▸ EXCERPT TO READ:
══════════════════════════════
How The Robert Wood Johnson Foundation Has Influenced Health Policy – And My Own Life – For Five Decades (Forbes)

FORBES | Private foundations in America play a unique and vital role in advancing social progress. That is well known.  What is less recognized is the impact such Foundations have on individuals who work within them. This story is a personal one.

In January, I completed a decade of service on the Board of the Robert Wood Johnson Foundation, America’s largest philanthropy devoted to health. While many Americans may not be familiar with this organization, it has made a major impact on U.S. health policy and on the health of all Americans. More personally, it has transformed my own life and thinking as well.
══════════════════════════════
▸ LISTED ENTRIES:
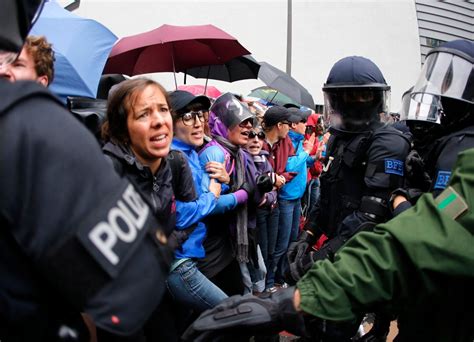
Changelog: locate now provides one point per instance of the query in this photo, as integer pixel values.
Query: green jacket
(420, 265)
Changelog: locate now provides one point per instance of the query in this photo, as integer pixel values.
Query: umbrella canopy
(172, 48)
(284, 83)
(273, 96)
(81, 47)
(239, 68)
(209, 91)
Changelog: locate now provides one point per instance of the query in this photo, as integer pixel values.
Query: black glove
(415, 174)
(248, 315)
(411, 195)
(299, 248)
(264, 183)
(302, 265)
(248, 188)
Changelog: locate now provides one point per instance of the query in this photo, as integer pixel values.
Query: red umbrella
(172, 48)
(210, 91)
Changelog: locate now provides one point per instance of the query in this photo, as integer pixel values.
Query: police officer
(74, 237)
(440, 108)
(421, 263)
(364, 163)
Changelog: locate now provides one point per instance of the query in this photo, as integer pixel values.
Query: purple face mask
(217, 126)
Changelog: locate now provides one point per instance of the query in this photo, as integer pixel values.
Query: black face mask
(424, 133)
(359, 114)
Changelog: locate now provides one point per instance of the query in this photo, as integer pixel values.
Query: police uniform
(74, 236)
(443, 156)
(421, 265)
(361, 169)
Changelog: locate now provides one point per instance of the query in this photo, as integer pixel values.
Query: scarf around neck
(241, 211)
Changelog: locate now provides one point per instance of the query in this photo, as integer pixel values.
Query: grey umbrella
(239, 68)
(284, 83)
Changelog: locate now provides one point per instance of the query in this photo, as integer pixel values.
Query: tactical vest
(343, 181)
(444, 154)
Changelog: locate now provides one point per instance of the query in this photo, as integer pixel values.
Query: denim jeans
(267, 230)
(314, 192)
(254, 278)
(191, 288)
(288, 227)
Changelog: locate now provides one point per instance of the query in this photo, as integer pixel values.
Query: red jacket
(278, 156)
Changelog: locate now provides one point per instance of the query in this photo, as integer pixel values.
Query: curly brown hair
(43, 56)
(122, 98)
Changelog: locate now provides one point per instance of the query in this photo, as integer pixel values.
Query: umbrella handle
(207, 78)
(276, 93)
(174, 69)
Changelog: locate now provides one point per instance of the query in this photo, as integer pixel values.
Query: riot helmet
(423, 118)
(446, 82)
(420, 107)
(231, 111)
(355, 94)
(17, 17)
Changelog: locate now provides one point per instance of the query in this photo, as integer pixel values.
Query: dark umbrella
(272, 95)
(239, 68)
(172, 48)
(106, 83)
(284, 83)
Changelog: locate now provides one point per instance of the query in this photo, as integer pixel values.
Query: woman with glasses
(267, 217)
(231, 238)
(185, 282)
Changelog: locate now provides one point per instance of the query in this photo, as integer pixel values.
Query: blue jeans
(314, 192)
(252, 277)
(288, 227)
(267, 230)
(191, 288)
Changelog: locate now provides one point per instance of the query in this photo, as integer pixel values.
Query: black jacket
(60, 201)
(156, 188)
(358, 166)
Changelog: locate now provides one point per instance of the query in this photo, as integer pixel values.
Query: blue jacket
(264, 168)
(189, 213)
(295, 188)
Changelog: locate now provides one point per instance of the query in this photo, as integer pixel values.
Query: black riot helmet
(446, 82)
(355, 94)
(423, 118)
(16, 18)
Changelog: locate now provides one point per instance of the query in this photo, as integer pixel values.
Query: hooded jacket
(299, 164)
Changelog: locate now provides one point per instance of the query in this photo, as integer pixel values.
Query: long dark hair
(121, 100)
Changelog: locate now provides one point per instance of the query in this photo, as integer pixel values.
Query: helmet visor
(421, 107)
(447, 74)
(355, 107)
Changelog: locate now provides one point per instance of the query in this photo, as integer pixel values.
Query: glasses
(190, 118)
(246, 122)
(260, 135)
(310, 129)
(7, 58)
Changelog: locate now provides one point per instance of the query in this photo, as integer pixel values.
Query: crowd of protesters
(230, 180)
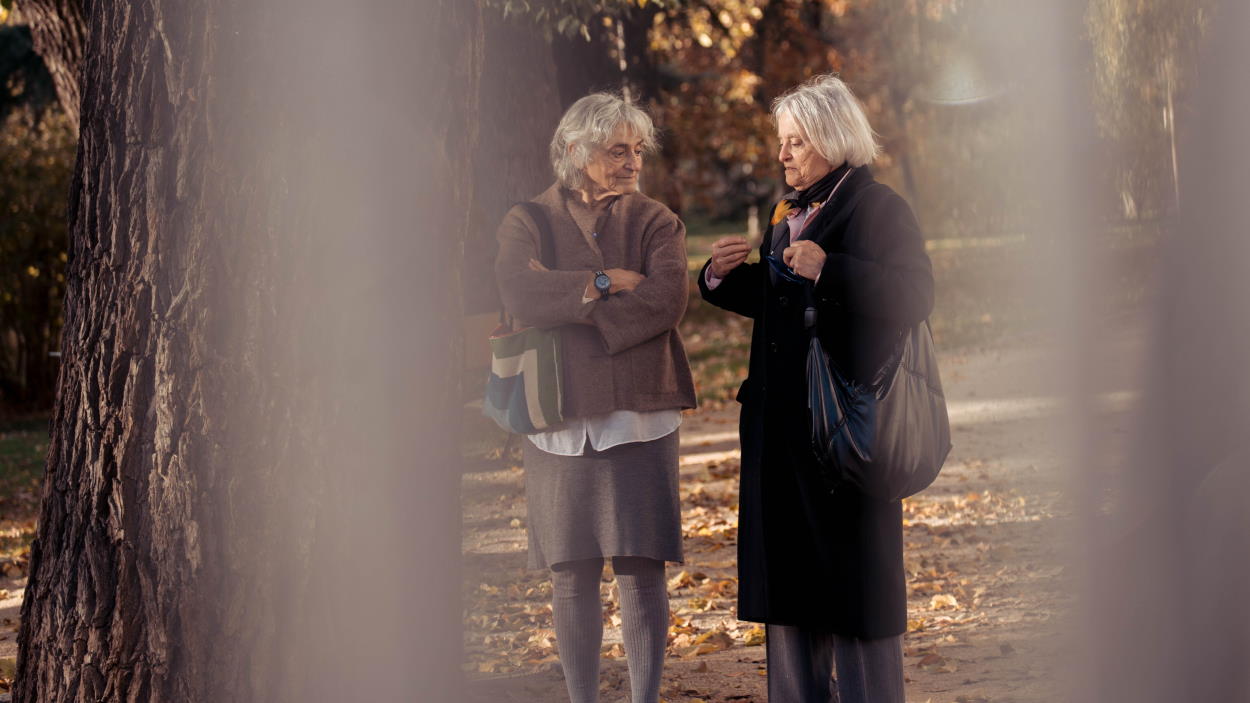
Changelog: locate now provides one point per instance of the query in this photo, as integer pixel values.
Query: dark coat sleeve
(656, 304)
(884, 272)
(740, 292)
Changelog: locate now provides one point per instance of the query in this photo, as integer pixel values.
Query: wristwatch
(603, 283)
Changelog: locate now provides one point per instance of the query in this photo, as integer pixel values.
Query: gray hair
(589, 124)
(831, 119)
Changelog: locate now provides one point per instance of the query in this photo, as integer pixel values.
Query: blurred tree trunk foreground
(253, 474)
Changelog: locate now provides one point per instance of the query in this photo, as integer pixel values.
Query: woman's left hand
(805, 257)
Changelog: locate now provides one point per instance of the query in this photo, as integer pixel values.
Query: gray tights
(579, 623)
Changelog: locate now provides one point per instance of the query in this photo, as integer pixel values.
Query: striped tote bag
(523, 390)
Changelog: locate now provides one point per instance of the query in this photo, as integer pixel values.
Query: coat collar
(816, 229)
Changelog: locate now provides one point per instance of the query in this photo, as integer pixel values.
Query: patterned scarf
(815, 194)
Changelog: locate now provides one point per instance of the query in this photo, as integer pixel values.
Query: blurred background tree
(36, 156)
(708, 70)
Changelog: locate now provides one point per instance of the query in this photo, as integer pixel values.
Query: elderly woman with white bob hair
(604, 483)
(819, 562)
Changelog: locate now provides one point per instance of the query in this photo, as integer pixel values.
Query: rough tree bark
(519, 109)
(59, 30)
(251, 488)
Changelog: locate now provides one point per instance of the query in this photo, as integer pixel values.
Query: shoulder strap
(545, 243)
(809, 317)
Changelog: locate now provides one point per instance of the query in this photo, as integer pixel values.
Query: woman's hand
(728, 253)
(806, 258)
(624, 279)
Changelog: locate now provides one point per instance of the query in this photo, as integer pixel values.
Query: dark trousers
(801, 666)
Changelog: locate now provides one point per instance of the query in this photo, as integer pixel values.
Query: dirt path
(990, 592)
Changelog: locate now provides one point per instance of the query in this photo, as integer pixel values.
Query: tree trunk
(59, 30)
(251, 488)
(519, 108)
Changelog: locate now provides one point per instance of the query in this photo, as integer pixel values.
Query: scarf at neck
(820, 190)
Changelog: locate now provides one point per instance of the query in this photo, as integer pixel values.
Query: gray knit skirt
(621, 502)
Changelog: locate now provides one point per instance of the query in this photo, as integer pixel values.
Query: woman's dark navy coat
(805, 556)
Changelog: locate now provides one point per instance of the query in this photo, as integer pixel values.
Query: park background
(975, 101)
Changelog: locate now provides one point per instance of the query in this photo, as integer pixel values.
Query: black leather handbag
(889, 438)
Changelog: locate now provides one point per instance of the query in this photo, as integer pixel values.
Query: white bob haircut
(590, 124)
(831, 119)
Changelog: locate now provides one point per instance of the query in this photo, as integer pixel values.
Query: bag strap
(546, 242)
(809, 288)
(545, 245)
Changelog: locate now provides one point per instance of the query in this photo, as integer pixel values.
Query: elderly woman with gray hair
(604, 483)
(820, 562)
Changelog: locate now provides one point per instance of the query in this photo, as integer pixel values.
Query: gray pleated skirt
(621, 502)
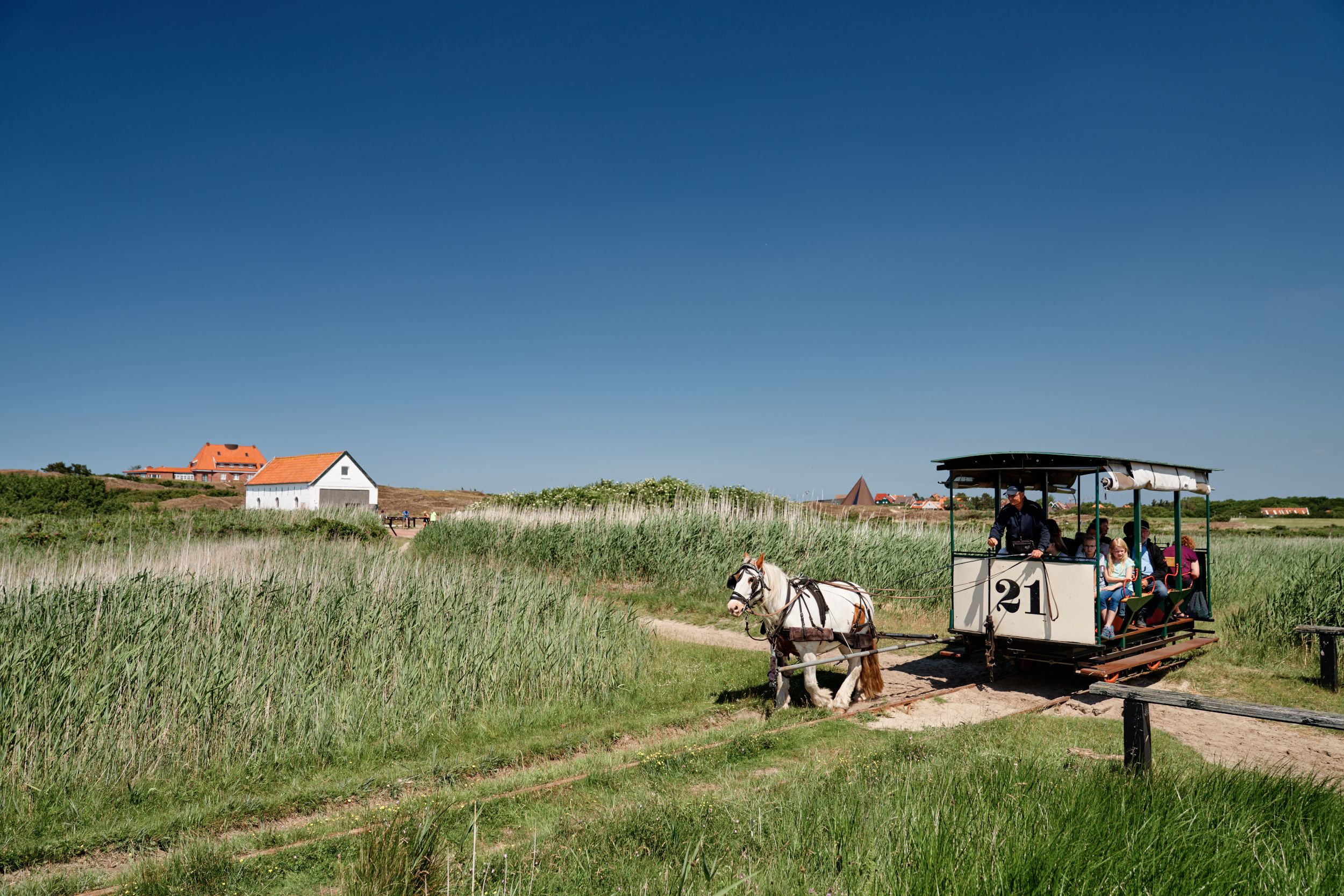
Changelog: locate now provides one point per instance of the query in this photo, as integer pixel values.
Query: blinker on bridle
(759, 586)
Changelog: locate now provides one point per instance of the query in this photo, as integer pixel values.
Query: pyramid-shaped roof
(859, 496)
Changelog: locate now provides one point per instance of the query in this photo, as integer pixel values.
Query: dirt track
(1229, 741)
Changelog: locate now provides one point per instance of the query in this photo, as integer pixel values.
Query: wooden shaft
(1217, 704)
(842, 657)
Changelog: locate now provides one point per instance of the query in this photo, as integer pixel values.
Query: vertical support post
(1209, 554)
(1139, 736)
(952, 540)
(1176, 553)
(1098, 559)
(1136, 554)
(1329, 661)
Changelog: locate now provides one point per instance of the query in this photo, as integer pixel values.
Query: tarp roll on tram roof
(1155, 478)
(1036, 469)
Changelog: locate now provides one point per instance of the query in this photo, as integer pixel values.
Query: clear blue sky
(510, 246)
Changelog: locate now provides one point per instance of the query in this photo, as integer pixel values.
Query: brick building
(214, 462)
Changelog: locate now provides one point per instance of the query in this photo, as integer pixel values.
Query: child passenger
(1117, 574)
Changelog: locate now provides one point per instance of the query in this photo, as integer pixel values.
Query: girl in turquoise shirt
(1117, 572)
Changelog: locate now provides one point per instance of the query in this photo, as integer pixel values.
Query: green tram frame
(1066, 475)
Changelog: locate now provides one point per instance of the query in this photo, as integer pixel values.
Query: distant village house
(311, 481)
(213, 464)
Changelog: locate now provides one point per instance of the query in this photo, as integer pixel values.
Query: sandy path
(1229, 741)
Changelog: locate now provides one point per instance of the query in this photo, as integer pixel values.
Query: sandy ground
(1229, 741)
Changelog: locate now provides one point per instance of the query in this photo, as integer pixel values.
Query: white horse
(767, 590)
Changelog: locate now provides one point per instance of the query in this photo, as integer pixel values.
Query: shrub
(27, 494)
(664, 492)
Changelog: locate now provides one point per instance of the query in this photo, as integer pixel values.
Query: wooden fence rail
(1139, 736)
(1329, 657)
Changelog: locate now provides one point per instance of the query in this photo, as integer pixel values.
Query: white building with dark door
(311, 481)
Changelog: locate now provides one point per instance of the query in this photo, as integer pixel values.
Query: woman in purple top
(1189, 561)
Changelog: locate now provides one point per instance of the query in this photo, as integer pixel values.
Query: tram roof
(1031, 468)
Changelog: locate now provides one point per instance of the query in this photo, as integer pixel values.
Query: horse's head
(748, 585)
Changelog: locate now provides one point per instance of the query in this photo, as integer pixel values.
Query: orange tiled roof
(302, 468)
(210, 454)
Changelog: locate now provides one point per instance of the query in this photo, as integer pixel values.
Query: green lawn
(835, 808)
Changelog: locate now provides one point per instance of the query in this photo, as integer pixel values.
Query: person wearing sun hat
(1020, 526)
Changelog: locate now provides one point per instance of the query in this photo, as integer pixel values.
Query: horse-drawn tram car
(1014, 602)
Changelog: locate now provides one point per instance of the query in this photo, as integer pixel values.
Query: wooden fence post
(1329, 663)
(1139, 736)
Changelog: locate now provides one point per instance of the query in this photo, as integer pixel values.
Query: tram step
(1147, 657)
(1132, 633)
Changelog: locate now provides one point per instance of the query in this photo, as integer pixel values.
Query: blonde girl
(1117, 575)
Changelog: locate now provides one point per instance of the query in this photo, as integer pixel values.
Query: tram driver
(1019, 527)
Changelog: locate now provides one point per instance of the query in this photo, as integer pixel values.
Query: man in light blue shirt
(1152, 567)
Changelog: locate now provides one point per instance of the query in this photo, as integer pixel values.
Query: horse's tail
(870, 672)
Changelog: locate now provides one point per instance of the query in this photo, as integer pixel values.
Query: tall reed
(694, 546)
(119, 664)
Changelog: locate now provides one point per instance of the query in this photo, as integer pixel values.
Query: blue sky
(509, 246)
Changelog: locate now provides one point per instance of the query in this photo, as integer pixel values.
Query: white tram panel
(1026, 599)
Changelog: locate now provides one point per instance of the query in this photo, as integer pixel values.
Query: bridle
(759, 586)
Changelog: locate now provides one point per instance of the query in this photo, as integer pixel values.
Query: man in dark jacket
(1019, 521)
(1152, 564)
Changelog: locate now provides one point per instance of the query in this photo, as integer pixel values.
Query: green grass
(838, 808)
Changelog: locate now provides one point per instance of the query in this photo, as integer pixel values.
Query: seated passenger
(1189, 561)
(1189, 572)
(1117, 574)
(1057, 547)
(1103, 543)
(1019, 526)
(1152, 567)
(1088, 548)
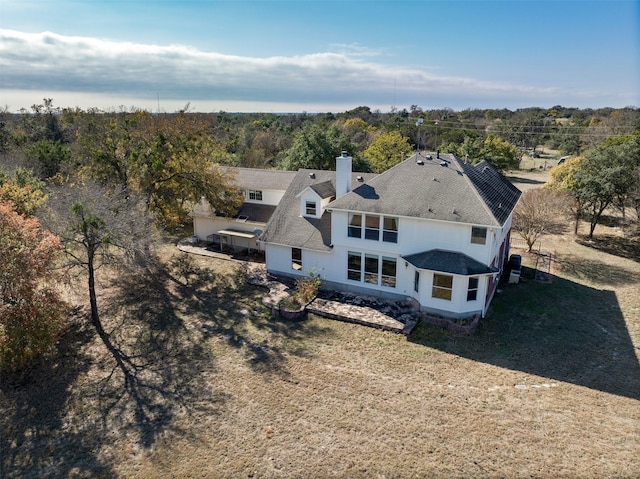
══════════════════════════════
▸ THE PROBLEM: Quote the passage of the Robert Wood Johnson Foundation article starting with "How The Robert" and going on through "thinking as well.".

▸ EXERCISE RESULT:
How The Robert Wood Johnson Foundation Has Influenced Health Policy – And My Own Life – For Five Decades (Forbes)

FORBES | Private foundations in America play a unique and vital role in advancing social progress. That is well known.  What is less recognized is the impact such Foundations have on individuals who work within them. This story is a personal one.

In January, I completed a decade of service on the Board of the Robert Wood Johnson Foundation, America’s largest philanthropy devoted to health. While many Americans may not be familiar with this organization, it has made a major impact on U.S. health policy and on the health of all Americans. More personally, it has transformed my own life and thinking as well.